**WORK ITEM:**
Rewrite the entries below with "rough mask" changed to "coarse mask" everywhere it appears, leaving everything else the same.

**INPUT FOR THIS TASK:**
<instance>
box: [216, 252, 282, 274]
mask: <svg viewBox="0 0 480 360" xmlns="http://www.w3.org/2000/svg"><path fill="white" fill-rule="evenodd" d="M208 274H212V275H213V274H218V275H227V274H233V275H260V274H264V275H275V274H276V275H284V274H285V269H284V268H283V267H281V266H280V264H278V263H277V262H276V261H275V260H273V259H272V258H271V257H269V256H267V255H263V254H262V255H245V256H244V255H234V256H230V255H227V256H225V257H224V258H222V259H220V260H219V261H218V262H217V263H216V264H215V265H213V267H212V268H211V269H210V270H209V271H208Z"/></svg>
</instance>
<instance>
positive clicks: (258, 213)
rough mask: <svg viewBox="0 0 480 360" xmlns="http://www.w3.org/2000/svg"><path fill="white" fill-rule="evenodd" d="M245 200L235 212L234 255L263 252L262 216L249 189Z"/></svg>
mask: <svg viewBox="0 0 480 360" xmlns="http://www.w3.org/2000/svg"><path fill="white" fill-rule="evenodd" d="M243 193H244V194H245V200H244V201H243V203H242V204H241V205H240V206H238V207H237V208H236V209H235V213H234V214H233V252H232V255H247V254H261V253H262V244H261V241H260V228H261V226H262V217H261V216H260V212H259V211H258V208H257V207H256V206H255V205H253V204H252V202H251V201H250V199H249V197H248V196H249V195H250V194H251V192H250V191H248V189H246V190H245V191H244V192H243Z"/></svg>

**TASK RESPONSE:**
<instance>
box: [216, 252, 282, 274]
mask: <svg viewBox="0 0 480 360" xmlns="http://www.w3.org/2000/svg"><path fill="white" fill-rule="evenodd" d="M208 274H212V275H213V274H218V275H227V274H233V275H260V274H264V275H275V274H276V275H284V274H285V269H284V268H283V267H281V266H280V264H278V263H277V262H276V261H275V260H273V259H272V258H271V257H269V256H267V255H263V254H262V255H245V256H244V255H234V256H230V255H227V256H225V257H224V258H222V259H220V260H219V261H218V262H217V263H216V264H215V265H213V267H212V268H211V269H210V270H209V271H208Z"/></svg>
</instance>
<instance>
positive clicks: (258, 213)
coarse mask: <svg viewBox="0 0 480 360" xmlns="http://www.w3.org/2000/svg"><path fill="white" fill-rule="evenodd" d="M245 200L235 212L234 255L263 252L262 216L249 189Z"/></svg>
mask: <svg viewBox="0 0 480 360" xmlns="http://www.w3.org/2000/svg"><path fill="white" fill-rule="evenodd" d="M243 193H244V194H245V200H244V201H243V203H242V204H241V205H240V206H238V207H237V208H236V209H235V213H234V214H233V252H232V255H247V254H261V253H262V244H261V241H260V228H261V226H262V217H261V216H260V212H259V211H258V208H257V207H256V206H255V205H253V204H252V202H251V201H250V199H249V197H248V196H249V195H250V194H251V192H250V191H248V189H246V190H245V191H244V192H243Z"/></svg>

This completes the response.